* _WHAT TO DO_
Rewrite the listing from its start down through the line containing "negative clicks: (1145, 394)", putting "foreground" in place of "positive" and leaving everything else unchanged. Omit the pictures from your version.

* _PROVIDED ENTRIES_
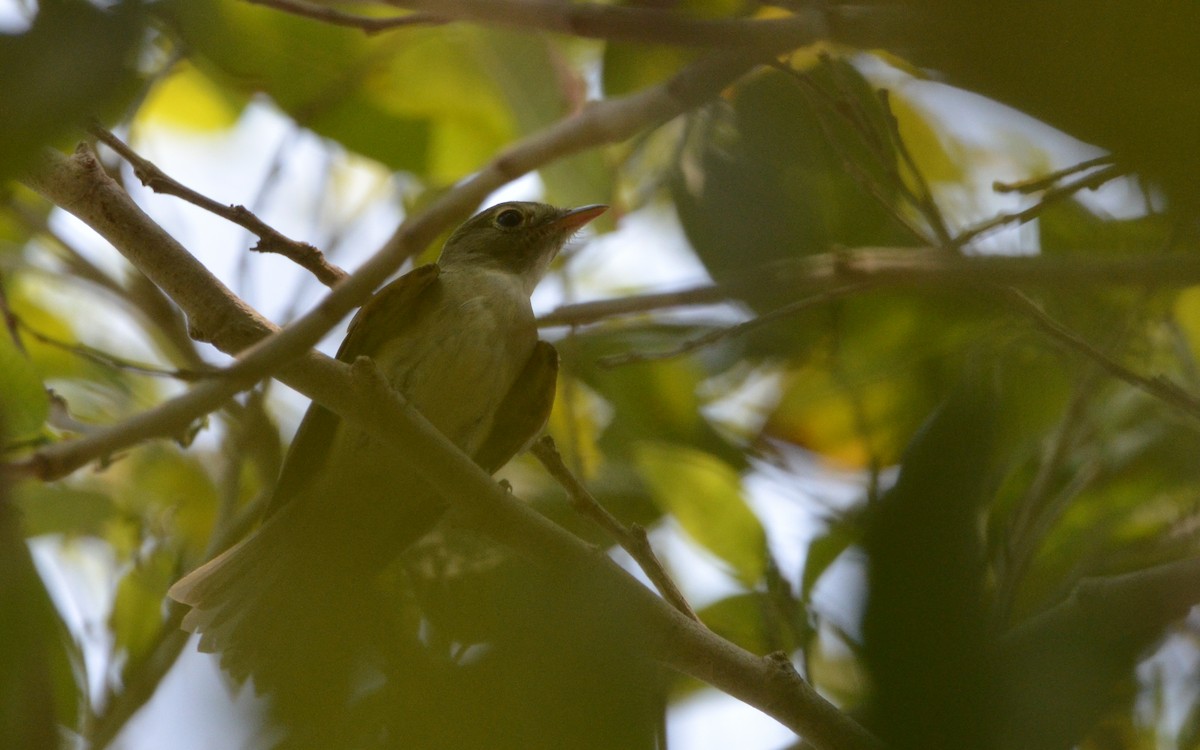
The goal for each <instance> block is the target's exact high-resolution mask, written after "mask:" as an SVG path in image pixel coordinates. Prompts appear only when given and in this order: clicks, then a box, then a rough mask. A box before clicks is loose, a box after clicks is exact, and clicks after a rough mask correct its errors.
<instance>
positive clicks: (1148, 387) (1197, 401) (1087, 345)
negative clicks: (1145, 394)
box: [1006, 289, 1200, 419]
mask: <svg viewBox="0 0 1200 750" xmlns="http://www.w3.org/2000/svg"><path fill="white" fill-rule="evenodd" d="M1006 299H1007V300H1008V301H1009V304H1010V305H1012V306H1013V307H1014V308H1016V310H1018V311H1020V312H1022V313H1025V314H1027V316H1028V317H1031V318H1032V319H1033V322H1034V323H1036V324H1037V326H1038V328H1039V329H1040V330H1042V331H1044V332H1045V334H1048V335H1049V336H1050V337H1051V338H1054V340H1055V341H1057V342H1058V343H1061V344H1063V346H1066V347H1067V348H1068V349H1070V350H1072V352H1075V353H1078V354H1082V355H1084V356H1086V358H1087V359H1090V360H1092V361H1093V362H1096V364H1097V365H1099V367H1100V368H1102V370H1104V372H1106V373H1109V374H1110V376H1112V377H1114V378H1117V379H1118V380H1123V382H1126V383H1128V384H1129V385H1133V386H1134V388H1136V389H1139V390H1142V391H1145V392H1146V394H1148V395H1151V396H1153V397H1154V398H1158V400H1159V401H1162V402H1164V403H1166V404H1168V406H1171V407H1175V408H1176V409H1181V410H1182V412H1184V413H1186V414H1189V415H1190V416H1193V418H1195V419H1200V398H1198V397H1196V396H1195V395H1194V394H1192V392H1188V391H1187V390H1184V389H1183V388H1181V386H1180V385H1178V384H1176V383H1175V382H1174V380H1171V379H1170V378H1166V377H1164V376H1158V377H1154V378H1147V377H1145V376H1141V374H1138V373H1136V372H1134V371H1132V370H1129V368H1128V367H1126V366H1124V365H1122V364H1121V362H1118V361H1116V360H1115V359H1112V358H1111V356H1109V355H1108V354H1105V353H1104V352H1100V350H1099V349H1097V348H1096V347H1094V346H1092V344H1091V343H1088V342H1087V341H1086V340H1085V338H1084V337H1081V336H1080V335H1079V334H1076V332H1075V331H1073V330H1070V329H1069V328H1067V326H1066V325H1063V324H1062V323H1060V322H1057V320H1055V319H1054V318H1051V317H1050V316H1049V314H1046V312H1045V311H1044V310H1042V307H1040V306H1038V304H1037V302H1034V301H1033V300H1031V299H1030V298H1027V296H1026V295H1024V294H1021V293H1020V292H1018V290H1016V289H1007V290H1006Z"/></svg>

* _EXERCISE ANSWER_
The goal for each <instance> block is the target's exact high-resolution mask, written after "mask:" as an SVG path in image pixel coordinates. Prompts appear only when given and in this order: clicks, then a box, then a rough mask. A box before clicks is loose, a box after clicks is exact, and clicks after a rough mask correct its errors.
<instance>
foreground clicks: (1148, 387) (1197, 401) (1087, 345)
negative clicks: (1145, 394)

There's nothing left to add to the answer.